DOCUMENT SECTION:
— BEGIN —
For Merchant Acquiring, Asia’s Banks Must Go Fax to the Future

Lazada eCommerce

In Asia, banks looking to serve the burgeoning number of new merchants are faced with unraveling and retooling any number of antiquated processes, like using fax machines to send data back and forth. Sean Lam, CEO of Jewel Paymentech, gave Karen Webster an inside look into the merchant acquiring space in Asia during yesterday’s Data Drivers.

Change is never easy, but it is a constant. And in Asia, change is opportunity for banks looking to expand their business, if only they would embrace the shifting landscape of technology.

In the latest Data Drivers, Sean Lam, CEO of Jewel Paymentech, told PYMNTS’ Karen Webster that the merchant acquiring business in Asia is one where occupational hazards exist, but successful navigation can bring banks to more lucrative and rewarding revenue streams, along with keeping existing customers happy.

Data Point One: 14 days

This is the number of days it takes a bank to onboard a merchant in order to allow them to accept payments. Much of the onerous timeframe here, said Lam, can be traced to the legacy processes that have been the hallmark of banks and financial institutions in the merchant acquiring business. He noted that the average length of time it takes to get a point-of-sale (POS) or an eCommerce device set up in Asia — “if you look at it from a typical merchant” operating on a small scale in Asia — can be up to a month or more.
— END —
Collected data
— BEGIN —
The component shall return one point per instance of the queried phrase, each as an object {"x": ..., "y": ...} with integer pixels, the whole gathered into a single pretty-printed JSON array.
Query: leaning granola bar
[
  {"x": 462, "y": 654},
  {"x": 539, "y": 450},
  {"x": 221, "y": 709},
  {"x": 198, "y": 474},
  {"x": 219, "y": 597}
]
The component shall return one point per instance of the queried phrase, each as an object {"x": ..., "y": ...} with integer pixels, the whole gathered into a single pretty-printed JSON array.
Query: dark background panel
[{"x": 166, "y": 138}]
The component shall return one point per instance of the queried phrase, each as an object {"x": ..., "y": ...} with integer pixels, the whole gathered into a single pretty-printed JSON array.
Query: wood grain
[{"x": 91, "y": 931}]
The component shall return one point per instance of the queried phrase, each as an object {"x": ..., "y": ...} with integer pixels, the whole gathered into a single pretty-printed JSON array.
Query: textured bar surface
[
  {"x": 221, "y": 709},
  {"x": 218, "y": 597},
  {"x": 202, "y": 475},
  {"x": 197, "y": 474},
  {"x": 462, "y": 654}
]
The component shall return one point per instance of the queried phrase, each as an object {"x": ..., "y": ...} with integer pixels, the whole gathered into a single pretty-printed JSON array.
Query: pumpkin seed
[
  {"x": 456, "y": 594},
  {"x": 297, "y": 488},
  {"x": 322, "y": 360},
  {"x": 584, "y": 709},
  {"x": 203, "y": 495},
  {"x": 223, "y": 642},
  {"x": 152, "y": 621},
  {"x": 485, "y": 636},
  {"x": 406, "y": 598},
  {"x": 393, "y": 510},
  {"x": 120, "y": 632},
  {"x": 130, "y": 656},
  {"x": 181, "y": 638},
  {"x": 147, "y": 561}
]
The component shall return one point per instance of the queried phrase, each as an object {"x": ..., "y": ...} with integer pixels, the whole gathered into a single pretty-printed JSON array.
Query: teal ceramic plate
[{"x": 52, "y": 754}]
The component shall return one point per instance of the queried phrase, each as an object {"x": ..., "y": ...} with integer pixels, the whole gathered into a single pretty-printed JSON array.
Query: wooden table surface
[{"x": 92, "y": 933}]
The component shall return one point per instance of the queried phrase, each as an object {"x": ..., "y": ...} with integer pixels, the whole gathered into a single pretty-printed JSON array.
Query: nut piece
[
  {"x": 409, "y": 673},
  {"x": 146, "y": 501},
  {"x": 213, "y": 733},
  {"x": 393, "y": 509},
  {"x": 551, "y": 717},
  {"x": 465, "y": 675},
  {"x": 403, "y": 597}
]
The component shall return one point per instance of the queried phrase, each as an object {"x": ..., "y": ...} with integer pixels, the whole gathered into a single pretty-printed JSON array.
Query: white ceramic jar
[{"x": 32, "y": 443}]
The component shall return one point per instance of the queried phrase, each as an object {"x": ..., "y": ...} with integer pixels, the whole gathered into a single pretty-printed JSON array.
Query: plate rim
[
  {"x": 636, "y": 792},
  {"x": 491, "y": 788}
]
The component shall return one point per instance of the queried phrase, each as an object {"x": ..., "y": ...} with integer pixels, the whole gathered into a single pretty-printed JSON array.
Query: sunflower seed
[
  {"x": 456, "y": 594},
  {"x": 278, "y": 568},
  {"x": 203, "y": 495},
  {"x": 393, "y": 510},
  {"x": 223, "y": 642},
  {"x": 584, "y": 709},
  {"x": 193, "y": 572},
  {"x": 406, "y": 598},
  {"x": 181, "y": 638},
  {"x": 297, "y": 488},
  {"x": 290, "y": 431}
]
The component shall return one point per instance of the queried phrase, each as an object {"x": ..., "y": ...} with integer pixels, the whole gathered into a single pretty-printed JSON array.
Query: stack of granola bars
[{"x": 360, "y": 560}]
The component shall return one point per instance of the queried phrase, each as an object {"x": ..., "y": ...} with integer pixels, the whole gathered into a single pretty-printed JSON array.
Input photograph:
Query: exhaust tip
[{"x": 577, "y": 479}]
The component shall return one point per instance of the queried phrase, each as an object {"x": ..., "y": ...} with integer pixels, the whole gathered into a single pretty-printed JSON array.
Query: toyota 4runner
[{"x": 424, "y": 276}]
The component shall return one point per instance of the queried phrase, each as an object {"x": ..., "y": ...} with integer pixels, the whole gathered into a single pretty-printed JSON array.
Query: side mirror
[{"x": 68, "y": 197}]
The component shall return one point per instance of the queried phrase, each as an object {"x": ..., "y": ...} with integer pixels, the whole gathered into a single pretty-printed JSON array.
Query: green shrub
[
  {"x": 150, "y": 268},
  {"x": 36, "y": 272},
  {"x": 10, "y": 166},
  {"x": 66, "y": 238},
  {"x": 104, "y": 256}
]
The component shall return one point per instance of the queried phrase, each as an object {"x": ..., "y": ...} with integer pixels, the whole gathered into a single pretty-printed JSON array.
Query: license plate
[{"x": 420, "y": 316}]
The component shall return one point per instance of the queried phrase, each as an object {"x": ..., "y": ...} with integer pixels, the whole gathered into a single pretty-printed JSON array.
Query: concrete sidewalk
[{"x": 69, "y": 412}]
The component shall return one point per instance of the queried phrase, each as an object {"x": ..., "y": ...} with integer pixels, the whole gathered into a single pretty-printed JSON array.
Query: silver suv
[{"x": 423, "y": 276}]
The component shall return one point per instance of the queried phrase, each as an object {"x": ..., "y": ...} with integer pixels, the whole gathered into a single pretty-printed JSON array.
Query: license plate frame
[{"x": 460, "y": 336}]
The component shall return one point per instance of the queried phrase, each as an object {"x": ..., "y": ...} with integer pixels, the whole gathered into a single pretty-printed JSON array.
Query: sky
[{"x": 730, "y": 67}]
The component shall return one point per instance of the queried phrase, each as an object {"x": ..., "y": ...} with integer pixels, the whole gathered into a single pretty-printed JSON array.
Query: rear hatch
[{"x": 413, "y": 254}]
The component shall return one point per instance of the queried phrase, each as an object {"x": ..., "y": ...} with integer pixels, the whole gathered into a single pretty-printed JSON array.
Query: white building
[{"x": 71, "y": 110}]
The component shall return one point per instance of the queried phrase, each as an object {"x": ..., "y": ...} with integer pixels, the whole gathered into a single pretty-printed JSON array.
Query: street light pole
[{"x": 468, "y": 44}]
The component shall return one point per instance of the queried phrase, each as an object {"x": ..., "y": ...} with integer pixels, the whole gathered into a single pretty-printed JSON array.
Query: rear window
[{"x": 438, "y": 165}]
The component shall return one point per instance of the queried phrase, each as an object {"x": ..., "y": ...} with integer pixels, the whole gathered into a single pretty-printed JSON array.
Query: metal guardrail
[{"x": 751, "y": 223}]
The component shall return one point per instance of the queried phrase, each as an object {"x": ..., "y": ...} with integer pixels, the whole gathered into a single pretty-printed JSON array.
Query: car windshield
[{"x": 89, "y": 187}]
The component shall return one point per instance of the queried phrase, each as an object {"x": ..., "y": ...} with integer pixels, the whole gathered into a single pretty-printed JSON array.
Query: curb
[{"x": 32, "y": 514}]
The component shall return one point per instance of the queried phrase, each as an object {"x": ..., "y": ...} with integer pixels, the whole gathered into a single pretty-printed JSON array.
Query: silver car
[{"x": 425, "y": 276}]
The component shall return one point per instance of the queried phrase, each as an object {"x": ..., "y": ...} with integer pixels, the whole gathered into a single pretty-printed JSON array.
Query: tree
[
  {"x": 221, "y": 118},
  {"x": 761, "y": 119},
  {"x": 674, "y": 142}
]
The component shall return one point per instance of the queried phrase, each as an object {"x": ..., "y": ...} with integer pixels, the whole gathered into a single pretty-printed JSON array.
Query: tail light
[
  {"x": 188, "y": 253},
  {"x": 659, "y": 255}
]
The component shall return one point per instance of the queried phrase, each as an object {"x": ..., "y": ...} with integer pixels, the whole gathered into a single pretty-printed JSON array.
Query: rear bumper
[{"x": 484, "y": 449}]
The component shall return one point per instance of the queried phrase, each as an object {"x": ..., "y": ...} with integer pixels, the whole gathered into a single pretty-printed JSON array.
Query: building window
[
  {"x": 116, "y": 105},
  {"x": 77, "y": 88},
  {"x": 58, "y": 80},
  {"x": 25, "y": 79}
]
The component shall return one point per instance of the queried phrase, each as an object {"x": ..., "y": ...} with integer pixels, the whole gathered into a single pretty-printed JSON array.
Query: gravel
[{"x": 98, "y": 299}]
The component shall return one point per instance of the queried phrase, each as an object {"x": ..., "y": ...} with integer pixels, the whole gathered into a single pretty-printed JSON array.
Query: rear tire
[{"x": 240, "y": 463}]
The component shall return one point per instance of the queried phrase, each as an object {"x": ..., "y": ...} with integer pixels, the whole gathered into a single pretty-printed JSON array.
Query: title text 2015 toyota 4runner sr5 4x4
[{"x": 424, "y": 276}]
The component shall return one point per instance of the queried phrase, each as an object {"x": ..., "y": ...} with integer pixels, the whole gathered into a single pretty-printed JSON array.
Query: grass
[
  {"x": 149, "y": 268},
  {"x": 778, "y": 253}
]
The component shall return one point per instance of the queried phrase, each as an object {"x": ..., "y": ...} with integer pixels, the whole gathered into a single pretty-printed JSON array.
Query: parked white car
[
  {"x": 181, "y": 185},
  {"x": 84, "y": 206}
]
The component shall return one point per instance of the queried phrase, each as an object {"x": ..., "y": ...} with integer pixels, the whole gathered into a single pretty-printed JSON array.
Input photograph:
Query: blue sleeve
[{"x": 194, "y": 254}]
— END —
GIVEN INSTRUCTION 1:
According to the article on merchant acquiring in Asia, how many days does it take a bank to onboard a merchant so that it can accept payments?
GIVEN INSTRUCTION 2:
Do the following statements agree with the article on merchant acquiring in Asia? Answer yes or no for each, quoting the words that decide it.
(a) Sean Lam is the CEO of Jewel Paymentech.
(b) Banks in Asia have already stopped using fax machines to send data.
(c) For a typical small merchant in Asia, getting a point-of-sale or eCommerce device set up can take up to a month or more.

OUTPUT 1:
It takes 14 days.

OUTPUT 2:
(a) Yes: "Sean Lam, CEO of Jewel Paymentech"
(b) No: "banks looking to serve the burgeoning number of new merchants are faced with unraveling and retooling any number of antiquated processes, like using fax machines to send data back and forth"
(c) Yes: "can be up to a month or more"